====== FRAGMENTO

Gracias por las respuestas.

Otra pregunta.

¿Cuánto les dura las lámparas o tubos de bajo consumo de 8W?

Por ahí veo que al lado se pone negro y termina parpadeando o simplemente no encienden. Estas luces según me dijo mi jefe de la empresa, son para dejarlas horas y horas encendidas. Los tubos no son para apagarlas o encenderlas cuando vas al servicio y luegos sales así cada dos por tres por poner un ejemplo. ¿Cuáles son sus experiencias?

He encontrado algo que puede ayudarles al menos entender conceptos básicos para enriquecer algo de conocimiento. A lo mejor ya lo saben, aún así está bien para nuevos visitantes.

http://jupiter.utm.mx/~tesis_dig/9555.pdf

Saludo.


----------



## fernandob (Feb 10, 2012)

============
====== EXTRACTO DE DATOS

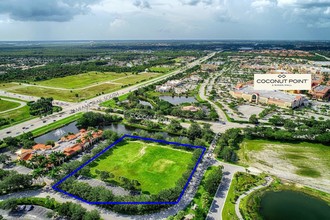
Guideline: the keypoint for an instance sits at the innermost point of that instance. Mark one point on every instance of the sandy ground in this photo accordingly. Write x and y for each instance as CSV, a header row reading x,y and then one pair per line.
x,y
271,160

============

**SUS TAREAS:**
a: Enumere las fallas que, según el fragmento, presentan los tubos de bajo consumo.
b: Reproduzca sin cambios el pasaje del fragmento que comienza en "Gracias por las" y termina en "para nuevos visitantes.".

**RESPUESTAS POR TAREA:**
a:
- Al lado se pone negro.
- Termina parpadeando.
- Simplemente no encienden.

b:
Gracias por las respuestas.

Otra pregunta.

¿Cuánto les dura las lámparas o tubos de bajo consumo de 8W?

Por ahí veo que al lado se pone negro y termina parpadeando o simplemente no encienden. Estas luces según me dijo mi jefe de la empresa, son para dejarlas horas y horas encendidas. Los tubos no son para apagarlas o encenderlas cuando vas al servicio y luegos sales así cada dos por tres por poner un ejemplo. ¿Cuáles son sus experiencias?

He encontrado algo que puede ayudarles al menos entender conceptos básicos para enriquecer algo de conocimiento. A lo mejor ya lo saben, aún así está bien para nuevos visitantes.